*** Block opens ***
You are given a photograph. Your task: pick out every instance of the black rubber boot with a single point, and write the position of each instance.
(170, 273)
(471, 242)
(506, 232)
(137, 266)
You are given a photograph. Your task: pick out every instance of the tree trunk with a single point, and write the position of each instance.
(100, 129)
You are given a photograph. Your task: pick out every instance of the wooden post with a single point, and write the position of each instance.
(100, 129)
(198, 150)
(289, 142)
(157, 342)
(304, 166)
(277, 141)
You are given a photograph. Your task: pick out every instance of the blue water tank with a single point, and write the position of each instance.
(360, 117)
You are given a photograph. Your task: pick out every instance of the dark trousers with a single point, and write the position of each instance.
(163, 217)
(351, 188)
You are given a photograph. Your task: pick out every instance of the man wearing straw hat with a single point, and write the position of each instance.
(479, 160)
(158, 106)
*** Block closes ***
In full and without alteration, transcribe the entries above.

You are given a photograph. Your task: pick out every instance of the black rubber boot with a single point, and write the position of each instance.
(170, 273)
(471, 242)
(506, 232)
(137, 266)
You are given a photograph. Your task: pick out every instance of the tree trunk with a single point, and write the position of each instance.
(100, 129)
You are given a photograph. Your task: pick out every instance of the wooden post with a single point, and write the position of each instance.
(100, 129)
(198, 150)
(289, 142)
(157, 342)
(304, 166)
(277, 141)
You are given a photograph. Your task: pick out every instance of the blue water tank with a single point, and write the position of each instance.
(360, 117)
You are given a photograph. Your task: pick out every instance of the dark trousers with a single point, and write the position of each instance.
(163, 217)
(351, 188)
You are given a photograph. Your task: pick out every instance of the man wearing straw hat with a single point, and write the position of each instance.
(479, 160)
(158, 106)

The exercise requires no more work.